Tarefas propostas:
- a) Transcreva, do texto sobre fósforo na dieta de gatos, o trecho entre "Um outro estudo" e "et al., 2024).", inclusive.
- b) No texto sobre fósforo na dieta de gatos, reescreva em forma de lista o parágrafo que começa com "O estudo de Schauf et al. (2021)", mantendo os fatos principais.

Texto para leitura:
De acordo com os resultados do estudo supracitado, a substituição do alimento com teores reduzidos em fósforo, por aquele com teores moderados, normalizou apenas os níveis de cálcio dos gatos que desenvolveram hipercalcemia ionizada somente após a introdução do alimento coadjuvante para nefropatas crônicos e, portanto, com teores reduzidos em fósforo. Tais achados demonstram que provavelmente há diferenças na etiopatogenia da hipercalcemia nesses casos (Geddes et al., 2021).
Um outro estudo prospectivo, de 2024, relatou resultado semelhante: 10 gatos com hipercalcemia ionizada, sendo três com DRC azotêmica concomitante, que recebiam dieta prévia de relação Ca:P maior que 1,4 e/ou teor de cálcio maior do que 2 g/1000 kcal, tiveram redução significativa dos níveis séricos de Cai, ao realizar a troca para dieta com relação Ca:P menor que 1,4 (Erlich et al., 2024).
Teores dietéticos moderados de fósforo em gatos com DRC inicial
O estudo de Schauf et al. (2021), em um modelo de estudo de casos longitudinal, investigou as respostas dos gatos com DRC nos estádios 1 e 2, com fósforo e FGF-23 séricos dentro da referência de normalidade, ao variar o teor de fósforo e relação Ca:P na dieta. Esse estudo, portanto, buscou uma abordagem diferente dos estudos anteriores, ao estudar gatos com DRC em estádios iniciais. Inicialmente, como observado em outros estudos, a dieta seca reduzida em fósforo (0,84 g/1000 kcal, Ca:P de 1,9), foi associada à hipercalcemia total e ionizada. Ao se trocar a dieta para um alimento seco e úmido moderado em fósforo (1,4 – 1,6 g/1000 kcal, Ca:P 1,4 – 1,6), houve resolução da hipercalcemia. Com isso, o estudo trouxe alguma evidência para a preconização de dieta com teor moderado de fósforo para gatos no estádio inicial (Schauf et al., 2021).

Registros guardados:

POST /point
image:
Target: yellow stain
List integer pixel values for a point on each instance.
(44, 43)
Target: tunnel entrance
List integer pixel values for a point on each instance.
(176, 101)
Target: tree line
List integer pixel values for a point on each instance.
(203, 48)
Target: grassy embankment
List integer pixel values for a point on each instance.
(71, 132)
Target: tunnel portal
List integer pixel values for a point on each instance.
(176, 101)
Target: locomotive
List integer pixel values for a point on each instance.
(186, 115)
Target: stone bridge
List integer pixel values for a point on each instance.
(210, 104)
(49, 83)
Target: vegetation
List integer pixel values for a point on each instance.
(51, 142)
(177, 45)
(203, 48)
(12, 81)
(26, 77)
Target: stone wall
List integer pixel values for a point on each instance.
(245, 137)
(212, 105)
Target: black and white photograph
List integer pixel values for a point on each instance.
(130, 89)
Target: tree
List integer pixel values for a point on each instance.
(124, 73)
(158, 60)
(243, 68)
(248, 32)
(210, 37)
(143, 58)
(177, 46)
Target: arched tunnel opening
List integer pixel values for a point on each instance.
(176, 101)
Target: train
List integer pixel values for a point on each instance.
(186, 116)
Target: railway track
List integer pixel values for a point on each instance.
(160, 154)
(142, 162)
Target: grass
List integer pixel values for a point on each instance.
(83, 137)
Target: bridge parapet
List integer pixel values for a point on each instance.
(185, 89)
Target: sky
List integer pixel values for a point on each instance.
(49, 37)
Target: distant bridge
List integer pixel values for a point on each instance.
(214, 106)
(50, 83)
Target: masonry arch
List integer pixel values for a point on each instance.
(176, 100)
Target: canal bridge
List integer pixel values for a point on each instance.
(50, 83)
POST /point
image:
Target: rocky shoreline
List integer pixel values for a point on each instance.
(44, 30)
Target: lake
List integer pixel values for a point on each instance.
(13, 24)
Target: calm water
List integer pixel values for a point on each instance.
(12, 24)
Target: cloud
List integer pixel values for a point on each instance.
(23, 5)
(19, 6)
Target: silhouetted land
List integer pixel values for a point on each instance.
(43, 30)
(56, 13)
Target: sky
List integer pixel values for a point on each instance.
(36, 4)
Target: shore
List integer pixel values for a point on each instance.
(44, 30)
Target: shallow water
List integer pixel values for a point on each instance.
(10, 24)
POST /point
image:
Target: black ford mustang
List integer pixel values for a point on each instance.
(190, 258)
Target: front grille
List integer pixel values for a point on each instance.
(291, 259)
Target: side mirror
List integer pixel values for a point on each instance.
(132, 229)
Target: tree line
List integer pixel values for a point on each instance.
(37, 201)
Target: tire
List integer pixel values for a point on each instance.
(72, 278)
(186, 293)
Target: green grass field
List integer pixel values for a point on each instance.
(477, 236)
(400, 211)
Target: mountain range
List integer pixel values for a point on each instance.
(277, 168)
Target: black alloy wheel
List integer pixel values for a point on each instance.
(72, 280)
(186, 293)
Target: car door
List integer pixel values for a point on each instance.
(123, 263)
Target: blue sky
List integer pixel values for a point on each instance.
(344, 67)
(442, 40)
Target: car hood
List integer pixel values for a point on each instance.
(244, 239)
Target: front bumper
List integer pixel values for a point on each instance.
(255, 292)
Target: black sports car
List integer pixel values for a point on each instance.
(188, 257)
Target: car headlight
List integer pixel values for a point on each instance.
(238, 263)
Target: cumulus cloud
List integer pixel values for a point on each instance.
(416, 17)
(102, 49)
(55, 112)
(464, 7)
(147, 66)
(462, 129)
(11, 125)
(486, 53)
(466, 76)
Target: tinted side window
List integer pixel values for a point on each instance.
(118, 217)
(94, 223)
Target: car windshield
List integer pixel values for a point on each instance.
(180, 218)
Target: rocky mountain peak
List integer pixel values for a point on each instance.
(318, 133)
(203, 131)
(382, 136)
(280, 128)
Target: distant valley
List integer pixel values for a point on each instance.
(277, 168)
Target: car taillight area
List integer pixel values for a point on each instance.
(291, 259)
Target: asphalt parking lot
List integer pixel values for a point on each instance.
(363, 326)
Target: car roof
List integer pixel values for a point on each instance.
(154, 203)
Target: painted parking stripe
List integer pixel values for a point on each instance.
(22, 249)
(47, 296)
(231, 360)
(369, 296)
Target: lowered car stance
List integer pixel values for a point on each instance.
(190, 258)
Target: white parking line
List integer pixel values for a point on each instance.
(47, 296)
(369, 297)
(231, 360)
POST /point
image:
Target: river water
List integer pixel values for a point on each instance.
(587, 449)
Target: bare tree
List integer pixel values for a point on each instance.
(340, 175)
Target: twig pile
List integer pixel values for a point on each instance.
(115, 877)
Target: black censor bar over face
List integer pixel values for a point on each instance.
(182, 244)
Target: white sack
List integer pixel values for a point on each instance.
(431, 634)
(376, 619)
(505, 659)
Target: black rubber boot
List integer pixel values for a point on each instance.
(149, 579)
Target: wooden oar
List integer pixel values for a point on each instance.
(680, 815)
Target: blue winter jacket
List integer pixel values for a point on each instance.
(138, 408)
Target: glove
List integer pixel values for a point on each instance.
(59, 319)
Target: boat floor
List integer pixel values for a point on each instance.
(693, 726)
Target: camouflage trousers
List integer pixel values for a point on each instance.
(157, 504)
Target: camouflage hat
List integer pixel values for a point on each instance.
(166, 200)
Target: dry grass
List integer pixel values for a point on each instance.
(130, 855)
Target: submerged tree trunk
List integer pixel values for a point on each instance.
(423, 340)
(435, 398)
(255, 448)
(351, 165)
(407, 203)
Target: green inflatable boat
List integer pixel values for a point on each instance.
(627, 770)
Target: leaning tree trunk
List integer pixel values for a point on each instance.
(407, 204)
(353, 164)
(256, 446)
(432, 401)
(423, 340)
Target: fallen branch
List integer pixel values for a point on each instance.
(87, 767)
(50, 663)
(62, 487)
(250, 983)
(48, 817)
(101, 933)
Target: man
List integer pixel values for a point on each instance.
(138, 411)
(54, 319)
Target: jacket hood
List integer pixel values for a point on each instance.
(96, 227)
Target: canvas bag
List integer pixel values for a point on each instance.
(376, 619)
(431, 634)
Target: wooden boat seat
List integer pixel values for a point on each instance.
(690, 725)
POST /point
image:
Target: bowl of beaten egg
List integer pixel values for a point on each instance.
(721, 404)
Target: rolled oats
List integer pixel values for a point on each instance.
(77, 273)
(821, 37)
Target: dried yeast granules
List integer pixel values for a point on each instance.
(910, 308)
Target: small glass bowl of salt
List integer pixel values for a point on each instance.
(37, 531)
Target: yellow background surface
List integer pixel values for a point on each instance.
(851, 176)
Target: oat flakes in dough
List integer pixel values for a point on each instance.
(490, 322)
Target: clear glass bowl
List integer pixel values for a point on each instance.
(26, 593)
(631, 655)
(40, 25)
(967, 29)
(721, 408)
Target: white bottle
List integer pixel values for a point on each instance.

Respostas por item:
- a)
Um outro estudo prospectivo, de 2024, relatou resultado semelhante: 10 gatos com hipercalcemia ionizada, sendo três com DRC azotêmica concomitante, que recebiam dieta prévia de relação Ca:P maior que 1,4 e/ou teor de cálcio maior do que 2 g/1000 kcal, tiveram redução significativa dos níveis séricos de Cai, ao realizar a troca para dieta com relação Ca:P menor que 1,4 (Erlich et al., 2024).

- b)
- Schauf et al. (2021) fizeram um estudo de casos longitudinal com gatos com DRC nos estádios 1 e 2, com fósforo e FGF-23 no sangue dentro do normal.
- O estudo mudou o teor de fósforo e a relação Ca:P da dieta. Diferente dos estudos anteriores, olhou para gatos em estádios iniciais.
- A dieta seca reduzida em fósforo (0,84 g/1000 kcal, Ca:P de 1,9) foi associada à hipercalcemia total e ionizada.
- Com a troca para alimento seco e úmido moderado em fósforo (1,4 – 1,6 g/1000 kcal, Ca:P 1,4 – 1,6), a hipercalcemia se resolveu.
- O estudo trouxe alguma evidência a favor de dieta com teor moderado de fósforo para gatos no estádio inicial.